The Weekly Line-up: 7.29.18

Tammie Rubin in her studio

The list of what’s good and what’s new for the week of July 29, 2018.

Cage Match Project Round VIII: “This is Everything”
Tammie Rubin upends the established notion of the solitary artist in her closed-off studio by taking her artistic practice outside and in public. Through Sept. 9, Rubin will be holding studio hours in the large, industrial caged trailer in the back parking lot of Canopy otherwise known as the Cage Match Project Gallery. Rubin will be working on new ceramic scupltures for an upcoming solo exhibit at Women & Their Work. “Working in such a visible way, along with the environmental challenges of working outdoors in the Texas summer will had a level of physical and mental endurance to my practice, as well as the elements of performance.”
Opening: 8 to 10 p.m. July 27. Studio hours: 9:30 a.m. to 1 p.m. July 27-28; 9:30 a.m. to 12 noon and 6 p.m. to 8:30 p.m. July 31 through Aug. 4. Check the Cage Match Project website for updates.
Located in the back parking lot of Canopy, 916 Springdale Road. cagematchproject.com

“Taking it to the Streets: A Visual History of Protest and Demonstration in Austin”

= = =

**Aim 1:**
Rewrite the paragraph of the weekly line-up that begins "Opening: 8 to 10 p.m." as a bulleted list, keeping all of its times and dates.
**Aim 2:**
According to the weekly line-up, what is the address of Canopy?
**Aim 3:**
Carry on the weekly line-up from its last line.

**Source material:**

= = =

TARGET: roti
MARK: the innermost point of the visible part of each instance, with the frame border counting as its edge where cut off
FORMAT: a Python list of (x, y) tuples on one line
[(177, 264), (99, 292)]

= = =

**Expected answer 1:**
- Opening: 8 to 10 p.m., July 27
- Studio hours, July 27–28: 9:30 a.m. to 1 p.m.
- Studio hours, July 31 through Aug. 4: 9:30 a.m. to 12 noon and 6 p.m. to 8:30 p.m.
- Updates: Cage Match Project website

**Expected answer 2:**
916 Springdale Road.

**Expected answer 3:**
Culled from Austin History Center’s collections, “Talking if to the Streets” presents a chronology of historical images that capture moments of protest in Austin that remain relevant today: human rights, environmental justice, inequality, impact of war, labor justice, and academic freedom.
Opening reception: 6:30 p.m. July 31. Exhibit continues 10 a.m. to 6 p.m. Tuesdays through Saturdays, noon to 6 p.m. Sundays through Oct. 28. Free. The Austin History Center, 810 Guadalupe St.  library.austintexas.gov/ahc/

Read:  “The Austin History Center Wants Your Photos of Demonstrations and Protests”

A’lante Flamenco’s “Anochecer”
Expressive, original and brimming with impeccable technique, A’lante Flamenco’s newest show celebrates the seductive moments before nightfall or “anochecher.” The company includes seven dancers and four musicians.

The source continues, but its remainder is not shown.